[Requirement 1]
Copy the ERISA ruling passage word for word.

As the Supreme Court spells out, U.S. law will sometimes impute knowledge—often called “constructive” knowledge—to a person who fails to learn something that a reasonably diligent person would have learned. The addition of “actual” in ERISA Section 1113(2) therefore “signals that the plaintiff’s knowledge must be more than hypothetical” when discussing such things as the relevant statute of limitations to apply, i.e., three years or the normal six years.

“Congress has repeatedly drawn the same linguistic distinction elsewhere in ERISA,” the Supreme Court states. “When Congress has included both actual and constructive knowledge in ERISA limitations provisions, Congress has done so explicitly. But Congress has never added to Section 1113(2) the language it has used in those other provisions to encompass both forms of knowledge. Petitioners’ arguments for a broader reading of 1113(2) based on text, context, purpose and statutory history all founder on Congress’s choice of the word ‘actual.’”

The Supreme Court says the Intel petitioners may well be correct that heeding the plain meaning of 1113(2) substantially diminishes the protection that it provides for ERISA fiduciaries. “But if policy considerations suggest that the current scheme should be altered, Congress must be the one to do it,” the court states.

The Supreme Court states that its opinion “does not foreclose any of the ‘usual ways’ to prove actual knowledge at any stage in the litigation.” In other words, plaintiffs who recall or do not recall reading particular disclosures will be bound by oath to say so in their depositions. The unanimous ruling further confirms that actual knowledge can be proved through “inference from circumstantial evidence.” Also notable, the opinion does not preclude defendants from contending that evidence of “willful blindness” supports a finding of “actual knowledge.”

Early Interpretations from ERISA Attorneys

Sharing some early comments with PLANSPONSOR, Eversheds Sutherland partner Adam Cohen says the Supreme Court’s decision puts a heavy onus on employers to make sure participants are actually aware of any disclosures.

[Supplied material]
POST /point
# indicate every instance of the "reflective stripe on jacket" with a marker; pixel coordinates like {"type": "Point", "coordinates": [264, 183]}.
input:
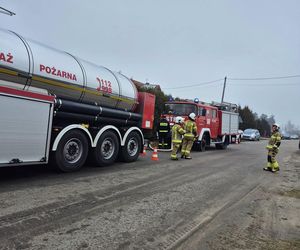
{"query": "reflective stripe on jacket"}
{"type": "Point", "coordinates": [191, 129]}
{"type": "Point", "coordinates": [177, 132]}
{"type": "Point", "coordinates": [275, 140]}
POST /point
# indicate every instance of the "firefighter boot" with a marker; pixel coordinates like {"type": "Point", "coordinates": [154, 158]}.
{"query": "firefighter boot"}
{"type": "Point", "coordinates": [275, 167]}
{"type": "Point", "coordinates": [268, 168]}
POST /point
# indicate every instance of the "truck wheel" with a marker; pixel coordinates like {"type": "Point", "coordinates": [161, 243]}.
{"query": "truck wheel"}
{"type": "Point", "coordinates": [224, 144]}
{"type": "Point", "coordinates": [71, 152]}
{"type": "Point", "coordinates": [132, 148]}
{"type": "Point", "coordinates": [202, 145]}
{"type": "Point", "coordinates": [107, 149]}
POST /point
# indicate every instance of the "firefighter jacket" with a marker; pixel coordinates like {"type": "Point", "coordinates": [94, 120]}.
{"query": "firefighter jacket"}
{"type": "Point", "coordinates": [274, 141]}
{"type": "Point", "coordinates": [190, 128]}
{"type": "Point", "coordinates": [164, 126]}
{"type": "Point", "coordinates": [177, 132]}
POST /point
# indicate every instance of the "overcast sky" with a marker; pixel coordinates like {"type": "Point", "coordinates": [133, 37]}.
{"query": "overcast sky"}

[Requirement 2]
Revise the listing above so that every "firefighter" reads "rescue worker", changing nothing else. Leave the pictures out.

[Worked solution 1]
As the Supreme Court spells out, U.S. law will sometimes impute knowledge—often called “constructive” knowledge—to a person who fails to learn something that a reasonably diligent person would have learned. The addition of “actual” in ERISA Section 1113(2) therefore “signals that the plaintiff’s knowledge must be more than hypothetical” when discussing such things as the relevant statute of limitations to apply, i.e., three years or the normal six years.

“Congress has repeatedly drawn the same linguistic distinction elsewhere in ERISA,” the Supreme Court states. “When Congress has included both actual and constructive knowledge in ERISA limitations provisions, Congress has done so explicitly. But Congress has never added to Section 1113(2) the language it has used in those other provisions to encompass both forms of knowledge. Petitioners’ arguments for a broader reading of 1113(2) based on text, context, purpose and statutory history all founder on Congress’s choice of the word ‘actual.’”

The Supreme Court says the Intel petitioners may well be correct that heeding the plain meaning of 1113(2) substantially diminishes the protection that it provides for ERISA fiduciaries. “But if policy considerations suggest that the current scheme should be altered, Congress must be the one to do it,” the court states.

The Supreme Court states that its opinion “does not foreclose any of the ‘usual ways’ to prove actual knowledge at any stage in the litigation.” In other words, plaintiffs who recall or do not recall reading particular disclosures will be bound by oath to say so in their depositions. The unanimous ruling further confirms that actual knowledge can be proved through “inference from circumstantial evidence.” Also notable, the opinion does not preclude defendants from contending that evidence of “willful blindness” supports a finding of “actual knowledge.”

Early Interpretations from ERISA Attorneys

Sharing some early comments with PLANSPONSOR, Eversheds Sutherland partner Adam Cohen says the Supreme Court’s decision puts a heavy onus on employers to make sure participants are actually aware of any disclosures.

[Worked solution 2]
POST /point
# indicate every instance of the "reflective stripe on jacket" with a marker; pixel coordinates like {"type": "Point", "coordinates": [264, 183]}.
input:
{"query": "reflective stripe on jacket"}
{"type": "Point", "coordinates": [191, 129]}
{"type": "Point", "coordinates": [177, 132]}
{"type": "Point", "coordinates": [275, 140]}
POST /point
# indicate every instance of the "rescue worker boot" with a marker; pixel coordinates like {"type": "Point", "coordinates": [154, 158]}.
{"query": "rescue worker boot"}
{"type": "Point", "coordinates": [275, 167]}
{"type": "Point", "coordinates": [268, 168]}
POST /point
# indicate every instance of the "truck wheel" with a marker; pixel coordinates like {"type": "Point", "coordinates": [161, 243]}.
{"query": "truck wheel"}
{"type": "Point", "coordinates": [224, 144]}
{"type": "Point", "coordinates": [71, 152]}
{"type": "Point", "coordinates": [132, 148]}
{"type": "Point", "coordinates": [202, 145]}
{"type": "Point", "coordinates": [107, 149]}
POST /point
# indicate every instance of the "rescue worker jacket" with a marker; pixel coordinates like {"type": "Point", "coordinates": [94, 120]}.
{"query": "rescue worker jacket"}
{"type": "Point", "coordinates": [274, 141]}
{"type": "Point", "coordinates": [190, 128]}
{"type": "Point", "coordinates": [164, 126]}
{"type": "Point", "coordinates": [177, 132]}
POST /point
# indicate every instance of the "overcast sky" with a marker; pixel coordinates like {"type": "Point", "coordinates": [133, 37]}.
{"query": "overcast sky"}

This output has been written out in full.